**Texto fornecido**
☆ ☆ ☆ ☆

1VRP/SP: Registro de Imóveis. Título Judicial. Inalienabilidade. Incomunicabilidade. Súmula n. 49 do STF


  
 

Processo 1108736-57.2021.8.26.0100

Espécie: PROCESSO
Número: 1108736-57.2021.8.26.0100

Processo 1108736-57.2021.8.26.0100

Pedido de Providências – Registro de Imóveis – Lucia Aparecida Ghiraldi – Diante do exposto, JULGO PROCEDENTE o pedido de providências para determinar a averbação do divórcio da parte requerente sem a necessidade da apresentação prévia de mandado judicial declarando que não houve a comunicação do imóvel herdado (fls. 39/40), bem como do óbito de seu ex-cônjuge, Benedito Irineu Ferreira da Luz (fls. 41/42). Deste procedimento não decorrem custas, despesas processuais ou honorários advocatícios. Oportunamente remetam-se os autos ao arquivo. P.R.I.C. – ADV: SHIRLEY DAISY DE MELO KELLER (OAB 376885/SP)

☆ ☆ ☆ ☆

**Entradas fornecidas**
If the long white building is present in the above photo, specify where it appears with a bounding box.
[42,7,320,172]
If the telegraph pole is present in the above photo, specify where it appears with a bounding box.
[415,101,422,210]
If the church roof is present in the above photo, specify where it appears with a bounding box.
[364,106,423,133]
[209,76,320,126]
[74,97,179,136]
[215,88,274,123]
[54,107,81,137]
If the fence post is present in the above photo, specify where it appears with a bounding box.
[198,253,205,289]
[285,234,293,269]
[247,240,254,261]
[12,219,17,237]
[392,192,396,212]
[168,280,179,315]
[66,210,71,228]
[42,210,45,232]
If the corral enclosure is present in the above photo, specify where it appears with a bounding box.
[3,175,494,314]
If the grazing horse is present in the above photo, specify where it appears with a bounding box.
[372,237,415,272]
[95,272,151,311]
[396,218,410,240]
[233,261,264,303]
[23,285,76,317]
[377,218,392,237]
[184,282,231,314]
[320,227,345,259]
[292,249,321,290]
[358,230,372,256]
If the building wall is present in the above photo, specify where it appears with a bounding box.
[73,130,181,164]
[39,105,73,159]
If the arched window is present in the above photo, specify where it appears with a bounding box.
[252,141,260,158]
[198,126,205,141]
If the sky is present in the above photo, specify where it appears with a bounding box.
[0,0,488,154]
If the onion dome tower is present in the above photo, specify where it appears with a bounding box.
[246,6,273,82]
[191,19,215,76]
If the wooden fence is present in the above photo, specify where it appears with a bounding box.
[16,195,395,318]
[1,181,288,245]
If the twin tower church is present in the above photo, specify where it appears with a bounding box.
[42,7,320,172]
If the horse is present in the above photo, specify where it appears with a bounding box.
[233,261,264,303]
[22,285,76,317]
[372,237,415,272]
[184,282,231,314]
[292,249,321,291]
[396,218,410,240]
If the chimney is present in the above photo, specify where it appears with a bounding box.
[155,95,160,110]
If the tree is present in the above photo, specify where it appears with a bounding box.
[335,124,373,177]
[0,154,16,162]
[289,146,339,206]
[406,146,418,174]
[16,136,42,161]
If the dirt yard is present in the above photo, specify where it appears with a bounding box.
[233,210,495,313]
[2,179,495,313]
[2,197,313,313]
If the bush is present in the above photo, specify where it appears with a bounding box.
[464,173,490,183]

☆ ☆ ☆ ☆

Responda às perguntas a seguir com base na decisão sobre registro de imóveis.
1. Qual súmula do STF é citada no título da decisão?
2. Qual é o número do processo?
3. Qual é o nome do ex-cônjuge da requerente?

**Resolução proposta**
1. A Súmula n. 49 do STF.
2. 1108736-57.2021.8.26.0100.
3. Benedito Irineu Ferreira da Luz.